**Required work**: Tally how many lines of these entries hold the string "lantern". Return the number alone.

**Exercise data**:
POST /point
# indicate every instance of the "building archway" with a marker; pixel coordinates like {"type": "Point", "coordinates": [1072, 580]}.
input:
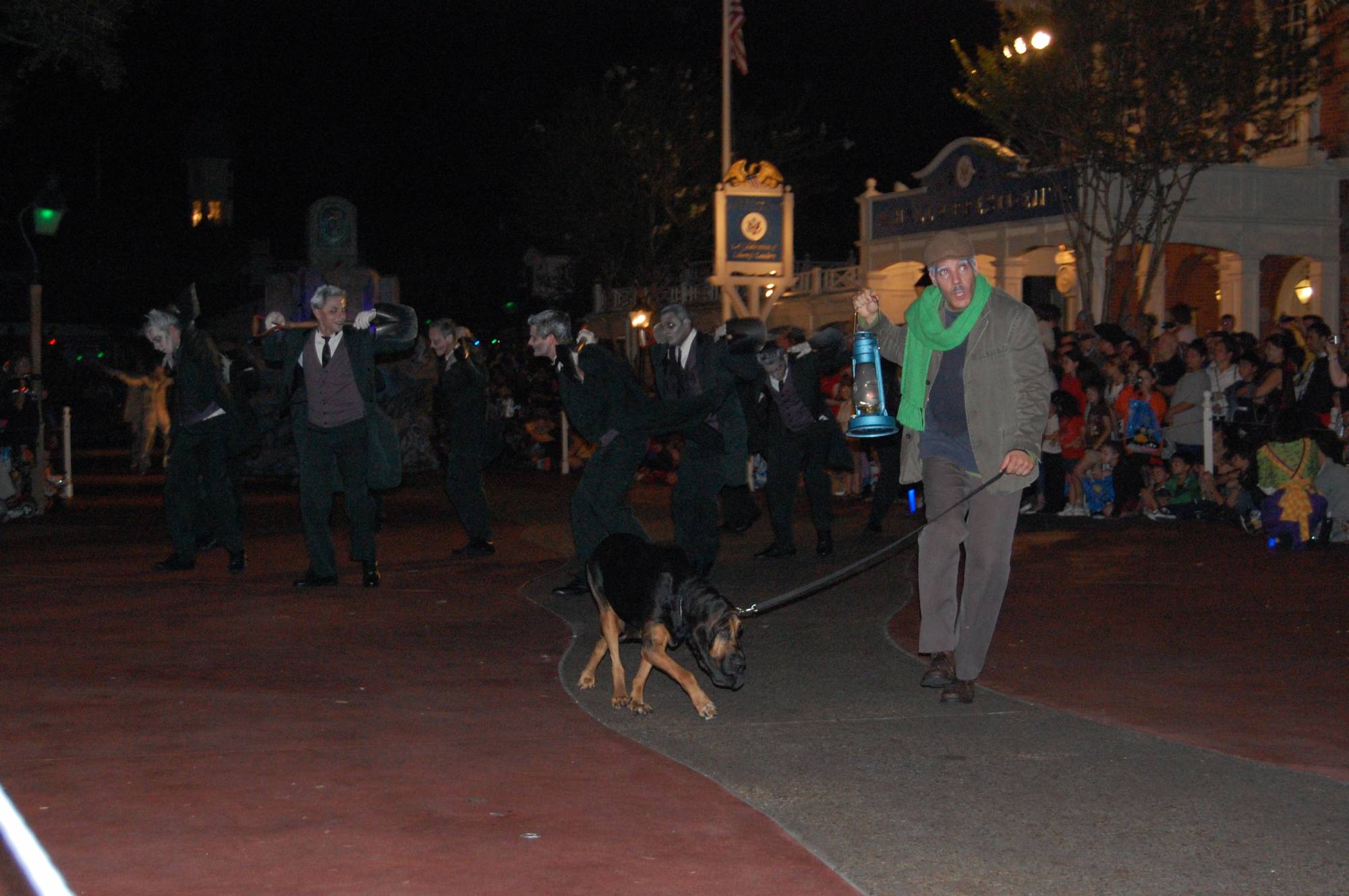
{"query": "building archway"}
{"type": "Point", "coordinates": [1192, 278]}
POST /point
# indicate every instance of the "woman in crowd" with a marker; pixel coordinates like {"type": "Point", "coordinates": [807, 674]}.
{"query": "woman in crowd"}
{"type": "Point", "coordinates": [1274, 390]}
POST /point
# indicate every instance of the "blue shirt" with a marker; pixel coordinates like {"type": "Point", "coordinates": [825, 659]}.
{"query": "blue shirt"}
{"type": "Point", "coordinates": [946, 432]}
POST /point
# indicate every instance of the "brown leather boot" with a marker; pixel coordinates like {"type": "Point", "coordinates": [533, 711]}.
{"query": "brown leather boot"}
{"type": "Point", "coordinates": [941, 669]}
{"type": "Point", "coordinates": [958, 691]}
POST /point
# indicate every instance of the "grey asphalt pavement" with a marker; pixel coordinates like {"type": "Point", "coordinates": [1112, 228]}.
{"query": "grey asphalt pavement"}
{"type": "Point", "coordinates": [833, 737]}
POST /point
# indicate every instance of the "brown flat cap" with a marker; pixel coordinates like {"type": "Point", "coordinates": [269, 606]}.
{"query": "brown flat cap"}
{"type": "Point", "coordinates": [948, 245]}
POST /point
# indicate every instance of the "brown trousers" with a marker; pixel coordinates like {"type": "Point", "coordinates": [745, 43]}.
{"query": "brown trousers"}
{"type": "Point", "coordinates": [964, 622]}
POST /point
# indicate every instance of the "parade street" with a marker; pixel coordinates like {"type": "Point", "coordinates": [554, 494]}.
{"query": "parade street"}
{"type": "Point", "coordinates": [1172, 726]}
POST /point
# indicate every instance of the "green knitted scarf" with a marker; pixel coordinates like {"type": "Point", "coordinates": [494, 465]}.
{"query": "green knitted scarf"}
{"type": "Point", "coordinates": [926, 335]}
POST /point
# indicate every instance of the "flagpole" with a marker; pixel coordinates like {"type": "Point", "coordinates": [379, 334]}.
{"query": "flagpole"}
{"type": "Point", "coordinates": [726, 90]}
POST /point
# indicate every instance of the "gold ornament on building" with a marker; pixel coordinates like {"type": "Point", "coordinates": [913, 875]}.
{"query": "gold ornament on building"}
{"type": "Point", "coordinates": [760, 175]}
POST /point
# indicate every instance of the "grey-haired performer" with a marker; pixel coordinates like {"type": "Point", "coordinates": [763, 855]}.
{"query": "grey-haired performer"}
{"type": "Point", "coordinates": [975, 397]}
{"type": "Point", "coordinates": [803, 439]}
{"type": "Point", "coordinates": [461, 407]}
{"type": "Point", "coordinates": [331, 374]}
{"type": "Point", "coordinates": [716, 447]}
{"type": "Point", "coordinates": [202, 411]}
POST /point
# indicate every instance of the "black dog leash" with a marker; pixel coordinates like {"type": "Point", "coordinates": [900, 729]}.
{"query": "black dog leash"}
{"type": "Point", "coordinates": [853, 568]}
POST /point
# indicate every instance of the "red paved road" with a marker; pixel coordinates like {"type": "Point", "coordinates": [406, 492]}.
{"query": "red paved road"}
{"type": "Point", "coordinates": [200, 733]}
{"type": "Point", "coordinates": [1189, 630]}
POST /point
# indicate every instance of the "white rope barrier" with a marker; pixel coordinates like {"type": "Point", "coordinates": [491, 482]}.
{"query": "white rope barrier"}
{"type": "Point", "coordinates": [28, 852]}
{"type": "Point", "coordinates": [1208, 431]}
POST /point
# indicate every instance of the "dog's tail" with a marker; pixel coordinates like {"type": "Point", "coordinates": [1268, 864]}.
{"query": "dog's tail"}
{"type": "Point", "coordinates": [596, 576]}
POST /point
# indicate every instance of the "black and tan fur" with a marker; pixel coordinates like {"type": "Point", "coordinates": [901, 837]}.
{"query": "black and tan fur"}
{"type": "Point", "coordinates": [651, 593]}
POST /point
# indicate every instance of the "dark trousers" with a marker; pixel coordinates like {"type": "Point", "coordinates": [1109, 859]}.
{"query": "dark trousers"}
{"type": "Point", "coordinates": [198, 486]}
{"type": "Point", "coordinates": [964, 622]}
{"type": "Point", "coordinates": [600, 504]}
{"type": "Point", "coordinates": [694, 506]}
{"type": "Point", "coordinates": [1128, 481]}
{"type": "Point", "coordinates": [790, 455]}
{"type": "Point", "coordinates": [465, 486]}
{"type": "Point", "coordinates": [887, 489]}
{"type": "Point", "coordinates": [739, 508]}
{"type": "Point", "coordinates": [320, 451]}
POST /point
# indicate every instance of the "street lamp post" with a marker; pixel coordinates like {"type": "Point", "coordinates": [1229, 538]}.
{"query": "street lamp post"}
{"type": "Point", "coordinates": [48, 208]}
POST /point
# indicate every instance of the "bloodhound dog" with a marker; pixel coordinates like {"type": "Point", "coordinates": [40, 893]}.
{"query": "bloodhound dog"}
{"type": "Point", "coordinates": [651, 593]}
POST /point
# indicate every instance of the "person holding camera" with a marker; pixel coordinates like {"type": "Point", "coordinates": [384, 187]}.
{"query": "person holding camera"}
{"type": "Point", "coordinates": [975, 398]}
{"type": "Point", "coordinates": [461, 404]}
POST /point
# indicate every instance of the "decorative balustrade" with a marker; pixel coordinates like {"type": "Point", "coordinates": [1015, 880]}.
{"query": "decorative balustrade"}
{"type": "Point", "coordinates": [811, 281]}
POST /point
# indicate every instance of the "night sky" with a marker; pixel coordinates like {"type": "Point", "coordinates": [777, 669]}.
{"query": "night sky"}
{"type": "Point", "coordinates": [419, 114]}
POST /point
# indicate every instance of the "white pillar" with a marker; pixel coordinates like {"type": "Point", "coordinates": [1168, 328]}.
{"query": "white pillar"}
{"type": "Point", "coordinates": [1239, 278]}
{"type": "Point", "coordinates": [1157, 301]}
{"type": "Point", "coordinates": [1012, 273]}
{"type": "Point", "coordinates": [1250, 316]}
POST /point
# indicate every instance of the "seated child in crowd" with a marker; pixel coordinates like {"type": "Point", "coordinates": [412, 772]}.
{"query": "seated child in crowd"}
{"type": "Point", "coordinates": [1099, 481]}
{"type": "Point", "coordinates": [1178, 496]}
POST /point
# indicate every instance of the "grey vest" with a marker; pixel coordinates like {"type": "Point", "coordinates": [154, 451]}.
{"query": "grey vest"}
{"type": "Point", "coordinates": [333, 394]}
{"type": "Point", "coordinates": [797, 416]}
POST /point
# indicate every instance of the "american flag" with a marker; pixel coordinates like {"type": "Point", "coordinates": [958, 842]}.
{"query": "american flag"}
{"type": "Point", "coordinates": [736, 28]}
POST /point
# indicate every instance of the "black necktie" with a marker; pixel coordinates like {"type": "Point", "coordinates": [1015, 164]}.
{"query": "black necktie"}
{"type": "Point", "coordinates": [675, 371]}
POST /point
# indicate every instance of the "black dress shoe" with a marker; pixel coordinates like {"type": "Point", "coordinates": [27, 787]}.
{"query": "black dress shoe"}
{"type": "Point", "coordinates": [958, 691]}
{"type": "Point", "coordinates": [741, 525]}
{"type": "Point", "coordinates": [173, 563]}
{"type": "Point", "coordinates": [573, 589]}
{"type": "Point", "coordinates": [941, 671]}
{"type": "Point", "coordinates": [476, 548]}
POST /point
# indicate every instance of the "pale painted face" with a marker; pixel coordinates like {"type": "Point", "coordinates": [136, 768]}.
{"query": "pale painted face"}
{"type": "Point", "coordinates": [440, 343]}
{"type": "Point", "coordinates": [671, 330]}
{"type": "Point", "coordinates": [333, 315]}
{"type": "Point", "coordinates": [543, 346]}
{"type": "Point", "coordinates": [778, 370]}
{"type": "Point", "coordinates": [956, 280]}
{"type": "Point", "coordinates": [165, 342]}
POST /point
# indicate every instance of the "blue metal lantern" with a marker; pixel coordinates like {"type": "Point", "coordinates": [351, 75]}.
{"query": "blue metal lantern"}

**Result of this task**: 2